BEGIN Dataset

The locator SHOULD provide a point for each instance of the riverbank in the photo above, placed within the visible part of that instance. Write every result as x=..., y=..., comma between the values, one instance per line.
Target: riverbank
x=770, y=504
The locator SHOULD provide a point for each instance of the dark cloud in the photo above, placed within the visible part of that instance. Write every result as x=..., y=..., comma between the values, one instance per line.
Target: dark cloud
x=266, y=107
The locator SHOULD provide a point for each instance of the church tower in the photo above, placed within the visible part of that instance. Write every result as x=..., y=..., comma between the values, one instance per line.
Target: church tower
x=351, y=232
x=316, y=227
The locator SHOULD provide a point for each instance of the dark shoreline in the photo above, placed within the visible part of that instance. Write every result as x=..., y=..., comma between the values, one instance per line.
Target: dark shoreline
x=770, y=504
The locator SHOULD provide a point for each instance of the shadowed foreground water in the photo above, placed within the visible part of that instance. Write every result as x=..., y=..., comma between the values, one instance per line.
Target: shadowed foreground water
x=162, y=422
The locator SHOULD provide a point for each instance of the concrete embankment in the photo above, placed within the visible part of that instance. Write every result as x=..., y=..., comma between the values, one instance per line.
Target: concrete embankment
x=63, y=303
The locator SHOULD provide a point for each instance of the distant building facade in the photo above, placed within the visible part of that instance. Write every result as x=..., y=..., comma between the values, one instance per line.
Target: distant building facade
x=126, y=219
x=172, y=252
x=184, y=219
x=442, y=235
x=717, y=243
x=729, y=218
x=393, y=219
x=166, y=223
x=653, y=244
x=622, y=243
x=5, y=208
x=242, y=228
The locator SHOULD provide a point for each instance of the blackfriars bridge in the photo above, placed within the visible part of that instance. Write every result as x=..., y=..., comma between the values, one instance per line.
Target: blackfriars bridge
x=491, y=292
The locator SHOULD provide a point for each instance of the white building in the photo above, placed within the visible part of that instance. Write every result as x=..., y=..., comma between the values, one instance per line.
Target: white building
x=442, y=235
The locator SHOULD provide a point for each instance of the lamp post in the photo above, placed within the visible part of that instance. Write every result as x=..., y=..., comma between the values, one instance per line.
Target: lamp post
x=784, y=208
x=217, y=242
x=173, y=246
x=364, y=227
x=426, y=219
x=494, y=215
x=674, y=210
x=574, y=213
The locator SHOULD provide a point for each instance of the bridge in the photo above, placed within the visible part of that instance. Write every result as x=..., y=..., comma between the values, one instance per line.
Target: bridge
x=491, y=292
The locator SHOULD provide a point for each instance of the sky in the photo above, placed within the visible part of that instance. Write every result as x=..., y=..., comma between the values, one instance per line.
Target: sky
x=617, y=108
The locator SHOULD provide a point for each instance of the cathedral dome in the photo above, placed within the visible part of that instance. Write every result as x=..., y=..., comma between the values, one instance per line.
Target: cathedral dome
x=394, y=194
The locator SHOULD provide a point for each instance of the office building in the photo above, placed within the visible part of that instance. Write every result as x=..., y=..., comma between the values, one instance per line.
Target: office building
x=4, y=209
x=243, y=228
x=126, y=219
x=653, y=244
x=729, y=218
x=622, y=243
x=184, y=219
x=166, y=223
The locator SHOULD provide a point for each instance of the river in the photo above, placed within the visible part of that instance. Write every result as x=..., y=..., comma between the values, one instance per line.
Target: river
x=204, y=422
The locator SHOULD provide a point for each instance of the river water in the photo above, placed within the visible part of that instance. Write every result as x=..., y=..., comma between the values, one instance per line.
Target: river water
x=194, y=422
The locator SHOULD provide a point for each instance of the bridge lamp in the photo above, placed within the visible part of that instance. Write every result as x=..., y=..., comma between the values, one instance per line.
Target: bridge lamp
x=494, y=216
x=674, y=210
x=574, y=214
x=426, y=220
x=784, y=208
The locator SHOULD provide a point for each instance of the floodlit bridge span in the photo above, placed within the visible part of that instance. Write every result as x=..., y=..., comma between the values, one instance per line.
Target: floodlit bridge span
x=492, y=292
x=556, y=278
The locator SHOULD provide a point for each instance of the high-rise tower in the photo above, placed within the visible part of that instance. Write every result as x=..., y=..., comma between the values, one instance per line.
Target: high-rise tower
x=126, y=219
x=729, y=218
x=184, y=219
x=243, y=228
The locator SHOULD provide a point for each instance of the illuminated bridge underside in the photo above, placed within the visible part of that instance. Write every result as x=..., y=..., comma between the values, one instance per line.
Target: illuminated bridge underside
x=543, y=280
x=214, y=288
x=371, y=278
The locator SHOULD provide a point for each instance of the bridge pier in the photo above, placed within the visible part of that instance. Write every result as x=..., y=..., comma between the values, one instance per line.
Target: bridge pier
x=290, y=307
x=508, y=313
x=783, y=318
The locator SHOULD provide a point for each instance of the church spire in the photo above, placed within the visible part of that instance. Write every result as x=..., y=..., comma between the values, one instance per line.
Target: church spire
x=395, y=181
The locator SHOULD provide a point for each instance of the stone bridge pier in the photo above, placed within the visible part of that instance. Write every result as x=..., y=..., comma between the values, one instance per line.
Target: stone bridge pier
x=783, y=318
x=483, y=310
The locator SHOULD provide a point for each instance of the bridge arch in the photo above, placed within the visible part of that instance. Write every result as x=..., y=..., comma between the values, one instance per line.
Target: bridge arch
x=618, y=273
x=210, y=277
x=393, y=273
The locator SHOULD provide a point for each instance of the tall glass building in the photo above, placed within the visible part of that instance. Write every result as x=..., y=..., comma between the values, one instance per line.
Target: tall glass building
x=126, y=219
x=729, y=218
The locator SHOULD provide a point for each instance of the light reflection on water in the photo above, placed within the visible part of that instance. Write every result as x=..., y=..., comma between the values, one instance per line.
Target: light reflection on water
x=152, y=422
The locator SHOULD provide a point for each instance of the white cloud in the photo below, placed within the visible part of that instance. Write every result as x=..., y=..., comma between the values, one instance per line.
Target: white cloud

END Dataset

## Requirement
Exact copies of all the lines above are required.

## Result
The locator SHOULD provide a point for each instance of the riverbank in the photo above, placed within the visible part of that instance. Write every result as x=..., y=..., comma between the values, one instance per line.
Target: riverbank
x=770, y=504
The locator SHOULD provide a point for each instance of the dark cloud in the photo above, placed within the visible part of that instance. Write every result as x=..., y=..., comma between the values, one instance per line.
Target: dark cloud
x=266, y=107
The locator SHOULD provide a point for each instance of the church tower in the photo above, placed within the visible part of that instance. Write every result as x=..., y=..., comma between the values, one instance per line.
Target: church tower
x=351, y=232
x=316, y=227
The locator SHOULD provide a point for each instance of the dark shoreline in the photo above, placed within the visible part of that instance. Write every result as x=..., y=..., comma between the values, one instance per line.
Target: dark shoreline
x=770, y=504
The locator SHOULD provide a point for each instance of the shadowed foreground water in the photo above, placed within the visible part of that instance. Write every result as x=..., y=..., comma between the values, one instance per line.
Target: shadowed foreground water
x=162, y=422
The locator SHOULD provide a point for each instance of the concrete embankment in the photo above, placed within the visible part of that instance. Write every result as x=..., y=..., comma between the values, one instance per line.
Target: concrete embankment
x=63, y=303
The locator SHOULD provide a point for each instance of the distant building facade in the photo above, placed within the visible part of that instance. Write every result as x=..., y=..., comma between the values, one instance per line.
Target: distant building facade
x=126, y=219
x=172, y=252
x=184, y=219
x=442, y=235
x=717, y=243
x=729, y=218
x=393, y=219
x=166, y=223
x=653, y=244
x=622, y=243
x=5, y=208
x=242, y=228
The locator SHOULD provide a point for each instance of the blackfriars bridge in the photo above, placed within the visible part of that instance. Write every result as x=..., y=..., comma between the values, one instance per line.
Target: blackfriars bridge
x=491, y=292
The locator SHOULD provide a point for each instance of the white building in the photo above, placed within the visible part of that instance. Write every result as x=..., y=..., comma between the values, one instance per line.
Target: white building
x=442, y=235
The locator SHOULD provide a point for each instance of the lamp post in the photo above, placed within the visible part of that instance. Write every result as x=..., y=..., comma between the values, one instance per line.
Target: lamp post
x=784, y=208
x=217, y=242
x=173, y=246
x=364, y=227
x=426, y=219
x=494, y=215
x=674, y=210
x=574, y=213
The locator SHOULD provide a point for each instance of the bridge in the photo above, placed within the visible part of that instance. Write every result as x=..., y=..., comma between the values, one instance per line.
Target: bridge
x=491, y=292
The locator SHOULD provide a point for each instance of the sky in the photo above, placed within the visible part of that instance. Write every result as x=..., y=..., comma between the values, one instance per line.
Target: sky
x=617, y=108
The locator SHOULD provide a point for each instance of the cathedral dome in the photo above, placed within the visible part of that instance. Write every result as x=..., y=..., comma between the values, one instance per line.
Target: cathedral dome
x=394, y=194
The locator SHOULD provide a point for each instance of the office building in the photo above, placed within the visible part of that instance. Write every result as x=..., y=..., comma between the values, one instance per line.
Target: office building
x=4, y=209
x=243, y=228
x=126, y=219
x=653, y=244
x=729, y=218
x=622, y=243
x=184, y=219
x=166, y=223
The locator SHOULD provide a point for each instance of the river in the photo above, placed within the visible part of that instance. Write every result as x=..., y=..., comma between the values, one instance per line.
Target: river
x=204, y=422
The locator SHOULD provide a point for each instance of the river water in the photo above, placed within the visible part of that instance. Write every result as x=..., y=..., comma between the values, one instance per line.
Target: river water
x=194, y=422
The locator SHOULD provide a point for each instance of the bridge lamp in the photo above, placed within the visible part of that instance. Write every result as x=..., y=..., comma between the values, one instance per line.
Target: bridge lamp
x=494, y=216
x=674, y=210
x=574, y=214
x=426, y=220
x=784, y=208
The locator SHOULD provide a point for each instance of the floodlit bridge span in the photo above, placed within the visible part of that instance. Write every result as x=..., y=..., comma between the values, one instance per line.
Target: floodlit bridge span
x=492, y=292
x=556, y=278
The locator SHOULD provide a point for each instance of the high-rise tower in the photo above, placed within the visible part of that instance. Write every result as x=..., y=..., comma between the values, one instance per line.
Target: high-rise tower
x=126, y=219
x=729, y=218
x=184, y=219
x=243, y=228
The locator SHOULD provide a point for each instance of the illuminated bridge underside in the photo above, placed within the visible part of that instance. Write every result as x=..., y=..., comma between the values, one instance per line.
Target: illuminated bridge underside
x=543, y=280
x=214, y=288
x=371, y=278
The locator SHOULD provide a point for each instance of the bridge pier in the photo above, placed within the visible part of that instance. Write every result as x=..., y=..., comma between the values, one instance per line.
Target: bridge pier
x=290, y=307
x=508, y=313
x=783, y=318
The locator SHOULD provide a point for each instance of the church spire in the photo above, placed within the visible part of that instance. Write every result as x=..., y=..., comma between the values, one instance per line.
Target: church spire
x=395, y=181
The locator SHOULD provide a point for each instance of the stone bridge pier in the photo above, placed within the visible part of that instance. Write every result as x=..., y=..., comma between the values, one instance per line.
Target: stone bridge pier
x=783, y=318
x=483, y=310
The locator SHOULD provide a point for each instance of the bridge arch in the photo above, placed within the visible part of that instance. Write every result as x=..., y=..., comma between the values, one instance per line.
Target: bridge arch
x=618, y=273
x=210, y=277
x=393, y=273
The locator SHOULD provide a point for each instance of the tall glass building in the photo above, placed within the visible part of that instance. Write every result as x=..., y=..., comma between the values, one instance per line.
Target: tall glass building
x=126, y=219
x=729, y=218
The locator SHOULD provide a point for each instance of the light reflection on water in the photo above, placed within the visible part of that instance. Write every result as x=..., y=..., comma between the values, one instance per line.
Target: light reflection on water
x=152, y=422
The locator SHOULD provide a point for each instance of the white cloud in the photo below, placed within the visible part of that instance. Write every result as x=..., y=..., comma between the values, one instance per line.
Target: white cloud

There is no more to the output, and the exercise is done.